Data items:
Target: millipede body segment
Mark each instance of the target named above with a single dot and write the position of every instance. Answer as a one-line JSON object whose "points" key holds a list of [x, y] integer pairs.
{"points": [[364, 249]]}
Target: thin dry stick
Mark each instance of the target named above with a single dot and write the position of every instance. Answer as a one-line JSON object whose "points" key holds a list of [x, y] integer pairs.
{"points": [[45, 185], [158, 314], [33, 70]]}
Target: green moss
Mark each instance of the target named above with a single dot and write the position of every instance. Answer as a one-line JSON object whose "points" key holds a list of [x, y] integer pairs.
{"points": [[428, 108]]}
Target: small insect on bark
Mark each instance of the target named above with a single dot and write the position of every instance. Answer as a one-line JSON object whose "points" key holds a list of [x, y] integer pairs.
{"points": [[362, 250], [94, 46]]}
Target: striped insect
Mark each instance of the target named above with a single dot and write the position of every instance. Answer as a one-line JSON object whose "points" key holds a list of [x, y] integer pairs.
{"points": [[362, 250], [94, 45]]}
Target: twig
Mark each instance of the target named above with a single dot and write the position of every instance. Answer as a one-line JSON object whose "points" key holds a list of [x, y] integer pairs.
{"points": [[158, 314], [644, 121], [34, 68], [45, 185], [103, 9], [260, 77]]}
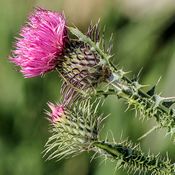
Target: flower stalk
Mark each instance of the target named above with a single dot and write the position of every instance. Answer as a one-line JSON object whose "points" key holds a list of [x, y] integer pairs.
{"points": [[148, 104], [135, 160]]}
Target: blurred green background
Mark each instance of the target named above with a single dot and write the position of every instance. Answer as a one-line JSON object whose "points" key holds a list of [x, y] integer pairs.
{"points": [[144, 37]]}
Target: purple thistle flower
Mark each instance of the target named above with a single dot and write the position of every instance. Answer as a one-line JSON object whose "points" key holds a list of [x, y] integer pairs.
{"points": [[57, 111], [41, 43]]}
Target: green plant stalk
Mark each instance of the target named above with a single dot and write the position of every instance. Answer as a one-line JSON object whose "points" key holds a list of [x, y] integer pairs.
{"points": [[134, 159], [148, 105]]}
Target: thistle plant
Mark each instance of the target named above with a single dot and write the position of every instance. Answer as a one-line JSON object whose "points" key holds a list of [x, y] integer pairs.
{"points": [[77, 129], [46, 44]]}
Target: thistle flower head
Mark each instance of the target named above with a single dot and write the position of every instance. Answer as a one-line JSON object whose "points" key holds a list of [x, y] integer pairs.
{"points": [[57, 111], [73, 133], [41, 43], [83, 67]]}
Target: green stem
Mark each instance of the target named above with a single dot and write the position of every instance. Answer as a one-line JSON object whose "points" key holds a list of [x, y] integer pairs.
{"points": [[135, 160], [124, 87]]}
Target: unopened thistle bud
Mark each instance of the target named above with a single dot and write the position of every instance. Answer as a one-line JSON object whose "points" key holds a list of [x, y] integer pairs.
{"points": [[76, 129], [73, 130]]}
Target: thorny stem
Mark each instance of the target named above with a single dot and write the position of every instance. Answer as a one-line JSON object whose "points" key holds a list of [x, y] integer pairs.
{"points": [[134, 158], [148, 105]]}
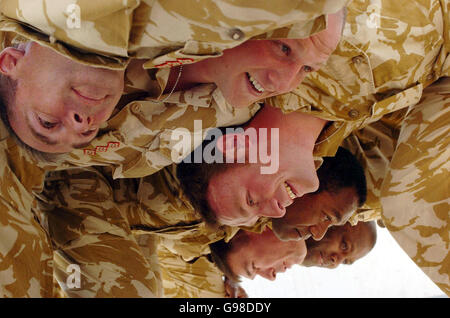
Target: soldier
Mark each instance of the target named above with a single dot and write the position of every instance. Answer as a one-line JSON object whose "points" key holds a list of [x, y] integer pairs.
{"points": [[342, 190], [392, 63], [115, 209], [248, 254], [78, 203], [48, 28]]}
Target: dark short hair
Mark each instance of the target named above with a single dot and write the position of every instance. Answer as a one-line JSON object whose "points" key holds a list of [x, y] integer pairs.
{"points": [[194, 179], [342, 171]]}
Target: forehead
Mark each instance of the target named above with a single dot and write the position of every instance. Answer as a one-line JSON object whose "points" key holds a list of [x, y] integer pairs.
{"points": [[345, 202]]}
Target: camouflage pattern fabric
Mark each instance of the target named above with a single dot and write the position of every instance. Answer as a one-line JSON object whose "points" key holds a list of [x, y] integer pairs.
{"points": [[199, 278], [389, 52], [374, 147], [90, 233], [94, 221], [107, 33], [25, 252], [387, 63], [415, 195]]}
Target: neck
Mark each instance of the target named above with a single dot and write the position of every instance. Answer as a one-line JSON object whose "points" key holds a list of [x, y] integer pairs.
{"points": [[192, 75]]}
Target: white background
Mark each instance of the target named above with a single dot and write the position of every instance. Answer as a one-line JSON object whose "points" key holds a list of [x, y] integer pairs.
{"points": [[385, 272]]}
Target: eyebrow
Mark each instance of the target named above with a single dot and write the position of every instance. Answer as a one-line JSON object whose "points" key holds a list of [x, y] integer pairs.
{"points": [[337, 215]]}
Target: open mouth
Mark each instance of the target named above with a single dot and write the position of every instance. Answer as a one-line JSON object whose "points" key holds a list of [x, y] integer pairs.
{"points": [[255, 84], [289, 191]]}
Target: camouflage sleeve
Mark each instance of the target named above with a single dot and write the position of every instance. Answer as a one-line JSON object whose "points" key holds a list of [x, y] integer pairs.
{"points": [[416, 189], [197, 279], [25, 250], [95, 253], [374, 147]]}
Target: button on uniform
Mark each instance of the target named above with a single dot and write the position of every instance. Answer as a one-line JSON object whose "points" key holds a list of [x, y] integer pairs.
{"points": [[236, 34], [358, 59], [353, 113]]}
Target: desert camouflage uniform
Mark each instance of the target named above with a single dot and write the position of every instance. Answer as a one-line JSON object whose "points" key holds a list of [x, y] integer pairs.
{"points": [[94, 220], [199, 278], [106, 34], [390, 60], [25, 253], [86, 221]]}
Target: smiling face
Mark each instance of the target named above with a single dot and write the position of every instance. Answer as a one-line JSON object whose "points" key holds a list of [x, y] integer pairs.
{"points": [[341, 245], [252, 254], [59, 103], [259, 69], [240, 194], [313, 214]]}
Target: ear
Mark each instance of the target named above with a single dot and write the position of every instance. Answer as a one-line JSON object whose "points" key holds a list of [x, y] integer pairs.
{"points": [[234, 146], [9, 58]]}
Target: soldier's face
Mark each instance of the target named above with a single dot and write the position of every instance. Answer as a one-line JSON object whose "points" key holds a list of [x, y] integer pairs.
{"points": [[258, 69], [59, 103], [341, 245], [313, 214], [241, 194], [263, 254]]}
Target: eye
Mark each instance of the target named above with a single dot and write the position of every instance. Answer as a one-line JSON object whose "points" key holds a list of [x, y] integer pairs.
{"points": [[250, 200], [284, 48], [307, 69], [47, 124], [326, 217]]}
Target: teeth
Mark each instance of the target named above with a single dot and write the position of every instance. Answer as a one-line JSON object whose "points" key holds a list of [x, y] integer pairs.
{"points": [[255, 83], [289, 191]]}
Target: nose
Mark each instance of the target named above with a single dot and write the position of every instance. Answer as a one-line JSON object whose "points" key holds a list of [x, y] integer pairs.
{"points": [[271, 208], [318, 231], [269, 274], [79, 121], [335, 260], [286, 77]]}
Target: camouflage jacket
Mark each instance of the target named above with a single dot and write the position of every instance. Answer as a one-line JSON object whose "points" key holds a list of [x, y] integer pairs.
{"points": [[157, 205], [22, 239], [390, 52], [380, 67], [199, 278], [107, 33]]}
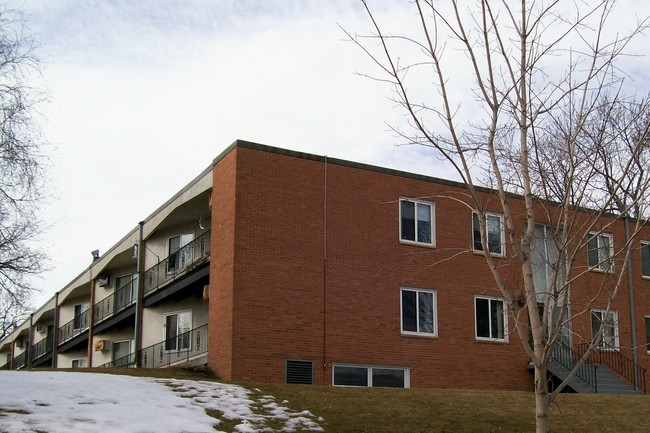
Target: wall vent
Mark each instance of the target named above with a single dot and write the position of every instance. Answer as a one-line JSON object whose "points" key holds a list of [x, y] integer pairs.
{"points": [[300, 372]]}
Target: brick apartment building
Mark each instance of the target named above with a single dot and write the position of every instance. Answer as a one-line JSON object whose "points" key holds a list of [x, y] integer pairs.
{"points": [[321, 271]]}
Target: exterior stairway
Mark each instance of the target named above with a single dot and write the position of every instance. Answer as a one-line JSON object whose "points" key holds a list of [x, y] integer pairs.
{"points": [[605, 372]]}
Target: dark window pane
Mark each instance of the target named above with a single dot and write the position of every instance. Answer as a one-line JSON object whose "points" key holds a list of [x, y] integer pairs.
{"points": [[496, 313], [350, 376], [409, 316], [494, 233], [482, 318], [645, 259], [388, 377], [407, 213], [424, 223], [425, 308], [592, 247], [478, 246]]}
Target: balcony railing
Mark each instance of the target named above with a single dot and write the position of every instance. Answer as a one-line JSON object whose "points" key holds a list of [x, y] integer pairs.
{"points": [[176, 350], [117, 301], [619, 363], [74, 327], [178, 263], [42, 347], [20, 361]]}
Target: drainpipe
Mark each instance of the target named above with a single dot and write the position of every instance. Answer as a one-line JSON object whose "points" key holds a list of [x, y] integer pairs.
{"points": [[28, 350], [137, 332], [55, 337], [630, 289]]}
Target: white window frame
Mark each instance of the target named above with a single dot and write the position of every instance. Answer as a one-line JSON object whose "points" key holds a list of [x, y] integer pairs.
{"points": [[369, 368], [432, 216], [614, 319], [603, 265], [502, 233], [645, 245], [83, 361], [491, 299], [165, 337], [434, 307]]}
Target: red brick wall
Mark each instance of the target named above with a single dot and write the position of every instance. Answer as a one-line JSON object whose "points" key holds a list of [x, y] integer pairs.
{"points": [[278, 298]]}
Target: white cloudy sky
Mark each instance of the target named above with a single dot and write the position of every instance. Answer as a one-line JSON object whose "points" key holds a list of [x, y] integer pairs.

- Aim of the task -
Given the records above, reproduce precisely and only the lines between the line holding "Target: blurred green background" and the line holding "Target: green stem", inclusive.

- Result of this exercise -
Target: blurred green background
Mark each instance of the target named above with a single dot and write the position of every instance. Answer as a one-line JSON object whose "points" key holds a list of [x, y] integer pairs.
{"points": [[144, 37]]}
Target: purple thistle flower
Mark each instance of the target named above with a single dot and write the position of every instance. Answer as a one-line JSON object whose "points" key holds a list of [x, y] integer pairs.
{"points": [[57, 111], [41, 43]]}
Target: green plant stalk
Mark each instance of the target named above with a single dot and write the position of every instance. Answer as a one-line JSON object whose "points" key holds a list of [x, y] integer pairs.
{"points": [[134, 159], [148, 105]]}
Target: thistle plant
Mark each instance of the target named above with a single dot and write the position of every instance. Answer as a one-line JSON object whose "points" key holds a list of [x, y] integer pairs.
{"points": [[77, 129], [46, 44]]}
Target: thistle flower head
Mark each instance of the target named above with a single dot and write the position of every instance. Answer as a one-line JSON object whose "points" key holds a list of [x, y] integer pairs.
{"points": [[57, 111], [73, 133], [41, 43], [83, 67]]}
Target: green stem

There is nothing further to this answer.